## REQUEST:
Repeat verbatim the rows below, from the line containing "Would it be possible for you to find the woman's right" through the line containing "left=0, top=250, right=508, bottom=359", including both of those lines.

● ● ● ● ● ● ●

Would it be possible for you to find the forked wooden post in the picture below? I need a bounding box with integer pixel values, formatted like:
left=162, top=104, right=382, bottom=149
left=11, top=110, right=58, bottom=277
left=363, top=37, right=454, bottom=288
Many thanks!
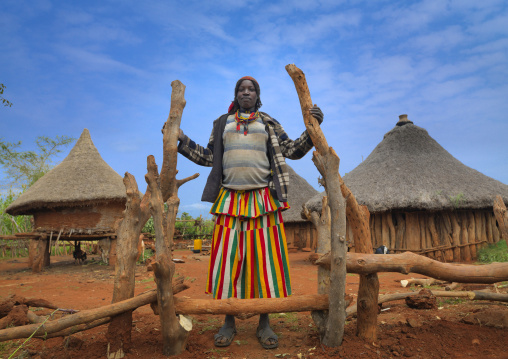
left=286, top=65, right=346, bottom=347
left=106, top=80, right=199, bottom=359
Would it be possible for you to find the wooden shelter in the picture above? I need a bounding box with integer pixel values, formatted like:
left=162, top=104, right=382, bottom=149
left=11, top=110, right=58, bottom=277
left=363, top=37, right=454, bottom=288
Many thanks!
left=282, top=165, right=319, bottom=249
left=306, top=115, right=508, bottom=262
left=6, top=129, right=126, bottom=270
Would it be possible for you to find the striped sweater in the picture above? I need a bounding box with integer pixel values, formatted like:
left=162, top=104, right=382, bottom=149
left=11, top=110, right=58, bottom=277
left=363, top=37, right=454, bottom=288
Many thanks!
left=178, top=112, right=314, bottom=203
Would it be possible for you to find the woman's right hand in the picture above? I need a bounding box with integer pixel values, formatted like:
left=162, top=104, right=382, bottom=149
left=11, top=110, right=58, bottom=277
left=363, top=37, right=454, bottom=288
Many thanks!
left=161, top=122, right=185, bottom=141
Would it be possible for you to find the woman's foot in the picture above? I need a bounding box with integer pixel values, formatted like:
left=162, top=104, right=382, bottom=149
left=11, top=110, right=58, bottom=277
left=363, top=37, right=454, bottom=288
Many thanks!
left=256, top=314, right=279, bottom=349
left=213, top=315, right=236, bottom=347
left=256, top=326, right=279, bottom=349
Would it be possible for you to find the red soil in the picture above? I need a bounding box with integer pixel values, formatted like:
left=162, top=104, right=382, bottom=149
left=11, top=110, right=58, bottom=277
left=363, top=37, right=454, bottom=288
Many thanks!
left=0, top=250, right=508, bottom=359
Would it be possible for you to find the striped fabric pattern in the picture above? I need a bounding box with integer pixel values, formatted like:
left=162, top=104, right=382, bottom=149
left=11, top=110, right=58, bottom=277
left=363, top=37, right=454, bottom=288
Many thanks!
left=206, top=188, right=291, bottom=299
left=222, top=115, right=270, bottom=190
left=210, top=187, right=290, bottom=218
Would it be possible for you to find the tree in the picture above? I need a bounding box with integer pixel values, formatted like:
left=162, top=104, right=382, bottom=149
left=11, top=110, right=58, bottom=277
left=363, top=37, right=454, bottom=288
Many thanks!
left=0, top=84, right=12, bottom=107
left=0, top=136, right=76, bottom=190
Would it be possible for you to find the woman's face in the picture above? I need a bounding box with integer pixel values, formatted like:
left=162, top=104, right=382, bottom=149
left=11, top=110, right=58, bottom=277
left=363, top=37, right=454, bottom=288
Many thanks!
left=236, top=80, right=258, bottom=111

● ● ● ● ● ● ●

## FULL RESPONSE:
Would it be possible for you to find the woman's right hand in the picture above? I need a bounding box with integer pixel values, formatted like:
left=162, top=104, right=382, bottom=149
left=11, top=110, right=58, bottom=277
left=363, top=37, right=454, bottom=288
Many thanks!
left=161, top=122, right=185, bottom=141
Would it be possible for you to find the woman's foot in the picture above? I need a bounding box with integer pixel values, formatted like:
left=162, top=104, right=382, bottom=149
left=11, top=110, right=58, bottom=277
left=363, top=37, right=454, bottom=288
Many thanks!
left=256, top=314, right=279, bottom=349
left=213, top=315, right=236, bottom=347
left=256, top=326, right=279, bottom=349
Would it be possible for you to find the red soil in the picture above? I need a bounding box with integer pixel values, formatted like:
left=162, top=104, right=382, bottom=149
left=11, top=110, right=58, bottom=277
left=363, top=37, right=454, bottom=288
Many thanks!
left=0, top=250, right=508, bottom=359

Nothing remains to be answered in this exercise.